**PROMPT**
Copy word for word every line of the records from the line containing "curved road above? Mark it with a dot." through the end of the records, both ends included.

**DATA SHOWN**
↓↓↓
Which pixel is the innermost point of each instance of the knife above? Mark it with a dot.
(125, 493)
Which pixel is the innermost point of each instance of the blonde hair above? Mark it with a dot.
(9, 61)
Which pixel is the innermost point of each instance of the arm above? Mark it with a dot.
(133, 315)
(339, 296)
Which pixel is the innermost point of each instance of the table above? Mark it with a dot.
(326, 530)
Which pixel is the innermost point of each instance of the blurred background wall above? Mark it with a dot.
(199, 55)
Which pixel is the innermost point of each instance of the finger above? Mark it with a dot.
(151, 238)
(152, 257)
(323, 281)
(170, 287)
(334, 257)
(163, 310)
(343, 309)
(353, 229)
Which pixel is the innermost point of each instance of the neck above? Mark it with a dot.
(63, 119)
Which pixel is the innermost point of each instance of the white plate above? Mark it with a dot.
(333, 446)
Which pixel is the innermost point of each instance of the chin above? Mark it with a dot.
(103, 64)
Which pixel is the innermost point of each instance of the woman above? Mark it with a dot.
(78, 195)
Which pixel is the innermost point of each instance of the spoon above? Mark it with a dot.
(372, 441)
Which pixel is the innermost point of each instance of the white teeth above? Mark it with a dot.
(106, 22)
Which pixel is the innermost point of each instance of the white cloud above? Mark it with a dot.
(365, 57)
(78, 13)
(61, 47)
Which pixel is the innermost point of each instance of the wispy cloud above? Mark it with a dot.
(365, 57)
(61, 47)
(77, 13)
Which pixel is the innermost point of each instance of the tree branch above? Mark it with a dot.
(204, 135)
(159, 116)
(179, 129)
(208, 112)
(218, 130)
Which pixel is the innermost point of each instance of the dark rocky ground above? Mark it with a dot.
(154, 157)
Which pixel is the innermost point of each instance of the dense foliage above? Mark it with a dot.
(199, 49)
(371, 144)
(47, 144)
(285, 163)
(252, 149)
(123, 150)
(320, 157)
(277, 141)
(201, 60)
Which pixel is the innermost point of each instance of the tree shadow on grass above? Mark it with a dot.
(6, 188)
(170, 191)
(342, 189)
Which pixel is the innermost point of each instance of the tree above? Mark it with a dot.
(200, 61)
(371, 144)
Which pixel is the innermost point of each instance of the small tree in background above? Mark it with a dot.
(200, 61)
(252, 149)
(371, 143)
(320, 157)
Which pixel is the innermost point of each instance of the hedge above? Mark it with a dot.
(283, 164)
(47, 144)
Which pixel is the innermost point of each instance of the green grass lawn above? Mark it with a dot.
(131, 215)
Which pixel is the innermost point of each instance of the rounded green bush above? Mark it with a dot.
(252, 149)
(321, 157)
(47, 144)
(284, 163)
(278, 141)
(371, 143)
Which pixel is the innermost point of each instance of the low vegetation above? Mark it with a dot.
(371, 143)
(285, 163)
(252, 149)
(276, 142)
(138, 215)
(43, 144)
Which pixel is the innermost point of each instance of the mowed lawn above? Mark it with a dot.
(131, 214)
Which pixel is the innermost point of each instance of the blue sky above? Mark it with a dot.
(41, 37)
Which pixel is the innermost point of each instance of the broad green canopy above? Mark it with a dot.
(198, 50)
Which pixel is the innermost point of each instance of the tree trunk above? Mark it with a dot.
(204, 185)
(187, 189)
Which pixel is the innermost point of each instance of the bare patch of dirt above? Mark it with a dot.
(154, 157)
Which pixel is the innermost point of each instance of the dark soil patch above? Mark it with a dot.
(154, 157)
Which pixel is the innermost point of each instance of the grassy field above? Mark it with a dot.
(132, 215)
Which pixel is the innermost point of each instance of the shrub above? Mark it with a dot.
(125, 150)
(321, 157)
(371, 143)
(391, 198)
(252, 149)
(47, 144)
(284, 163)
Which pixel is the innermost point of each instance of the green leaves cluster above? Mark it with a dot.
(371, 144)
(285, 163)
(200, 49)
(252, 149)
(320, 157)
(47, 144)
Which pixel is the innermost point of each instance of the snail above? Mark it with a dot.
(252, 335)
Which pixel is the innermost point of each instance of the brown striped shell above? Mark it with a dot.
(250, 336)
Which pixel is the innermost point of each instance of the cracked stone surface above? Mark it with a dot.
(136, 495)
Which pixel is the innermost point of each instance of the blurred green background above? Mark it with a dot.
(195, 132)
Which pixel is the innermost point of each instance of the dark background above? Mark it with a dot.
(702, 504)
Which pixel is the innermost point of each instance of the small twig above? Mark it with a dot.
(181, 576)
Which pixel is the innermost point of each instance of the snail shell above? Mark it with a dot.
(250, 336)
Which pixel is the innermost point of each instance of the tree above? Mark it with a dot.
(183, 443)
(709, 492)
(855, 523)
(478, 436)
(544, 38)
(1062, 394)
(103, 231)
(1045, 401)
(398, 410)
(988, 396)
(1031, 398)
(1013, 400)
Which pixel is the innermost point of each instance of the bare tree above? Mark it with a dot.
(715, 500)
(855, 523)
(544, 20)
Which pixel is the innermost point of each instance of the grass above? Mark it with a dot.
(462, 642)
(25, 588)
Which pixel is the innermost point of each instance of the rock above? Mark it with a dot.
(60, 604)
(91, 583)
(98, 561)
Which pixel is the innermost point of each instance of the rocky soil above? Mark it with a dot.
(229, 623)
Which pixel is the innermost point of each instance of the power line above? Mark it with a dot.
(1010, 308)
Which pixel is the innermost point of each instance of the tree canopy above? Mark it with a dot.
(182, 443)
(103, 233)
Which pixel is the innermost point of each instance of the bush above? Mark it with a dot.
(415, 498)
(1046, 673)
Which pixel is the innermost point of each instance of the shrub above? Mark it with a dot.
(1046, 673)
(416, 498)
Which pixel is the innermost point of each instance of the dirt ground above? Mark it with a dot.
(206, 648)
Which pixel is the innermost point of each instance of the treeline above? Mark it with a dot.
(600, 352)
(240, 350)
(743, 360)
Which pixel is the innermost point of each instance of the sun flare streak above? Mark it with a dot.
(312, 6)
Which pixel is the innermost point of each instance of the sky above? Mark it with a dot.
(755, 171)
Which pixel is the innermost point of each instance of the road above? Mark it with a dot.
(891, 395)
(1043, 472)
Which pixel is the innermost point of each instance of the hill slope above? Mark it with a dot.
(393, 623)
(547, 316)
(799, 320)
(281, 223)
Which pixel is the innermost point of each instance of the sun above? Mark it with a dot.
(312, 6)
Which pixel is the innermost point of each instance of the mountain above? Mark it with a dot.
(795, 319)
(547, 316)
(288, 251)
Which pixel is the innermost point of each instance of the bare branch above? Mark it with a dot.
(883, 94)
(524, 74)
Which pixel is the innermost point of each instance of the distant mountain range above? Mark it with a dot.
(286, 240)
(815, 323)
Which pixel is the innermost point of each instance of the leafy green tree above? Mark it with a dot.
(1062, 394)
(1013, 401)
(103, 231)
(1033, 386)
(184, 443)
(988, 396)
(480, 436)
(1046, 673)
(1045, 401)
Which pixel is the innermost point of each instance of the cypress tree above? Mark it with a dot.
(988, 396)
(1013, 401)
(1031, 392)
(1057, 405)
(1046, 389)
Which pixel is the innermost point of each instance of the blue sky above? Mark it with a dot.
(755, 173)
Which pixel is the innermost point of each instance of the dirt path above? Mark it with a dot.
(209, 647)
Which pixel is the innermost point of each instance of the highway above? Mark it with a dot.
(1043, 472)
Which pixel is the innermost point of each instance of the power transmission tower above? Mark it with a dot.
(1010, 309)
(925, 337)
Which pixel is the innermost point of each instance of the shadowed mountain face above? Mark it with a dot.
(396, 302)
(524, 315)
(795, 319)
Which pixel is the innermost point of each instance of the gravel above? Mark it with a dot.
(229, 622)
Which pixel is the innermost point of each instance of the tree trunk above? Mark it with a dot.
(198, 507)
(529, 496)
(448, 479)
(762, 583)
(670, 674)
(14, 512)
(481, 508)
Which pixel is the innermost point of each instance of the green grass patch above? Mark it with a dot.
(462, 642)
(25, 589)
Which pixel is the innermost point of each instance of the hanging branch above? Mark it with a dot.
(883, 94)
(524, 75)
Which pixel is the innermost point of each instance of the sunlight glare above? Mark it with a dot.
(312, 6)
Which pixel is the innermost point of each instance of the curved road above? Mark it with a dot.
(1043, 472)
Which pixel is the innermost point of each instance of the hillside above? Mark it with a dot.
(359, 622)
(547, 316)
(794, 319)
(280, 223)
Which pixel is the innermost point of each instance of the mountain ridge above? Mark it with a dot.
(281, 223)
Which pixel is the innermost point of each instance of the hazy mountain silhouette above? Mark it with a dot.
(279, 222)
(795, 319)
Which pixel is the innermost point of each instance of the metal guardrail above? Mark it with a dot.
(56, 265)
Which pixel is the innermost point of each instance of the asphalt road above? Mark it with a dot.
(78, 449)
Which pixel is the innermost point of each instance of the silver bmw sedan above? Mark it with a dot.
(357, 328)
↑↑↑
**TASK OUTPUT**
Which pixel is the innermost point of each instance of the curved road above? Mark it with a dot.
(1043, 472)
Which pixel is the innermost point of each instance of the hillside above? Mark it with a dot.
(359, 622)
(547, 316)
(794, 319)
(280, 223)
Which pixel is the innermost point of each instance of the mountain ridge above? Mark it with a dot.
(281, 223)
Which pixel is the innermost point of each instance of the hazy mountain silhouette above? Mark it with a dot.
(279, 222)
(795, 319)
Which pixel is the innermost point of each instance of the metal guardrail above? Mark it with a dot.
(56, 265)
Which pixel is the innermost point of each instance of the asphalt road above? Mark it with a dot.
(78, 449)
Which pixel is the innermost point of each instance of the silver bmw sedan above? Mark it with a dot.
(357, 328)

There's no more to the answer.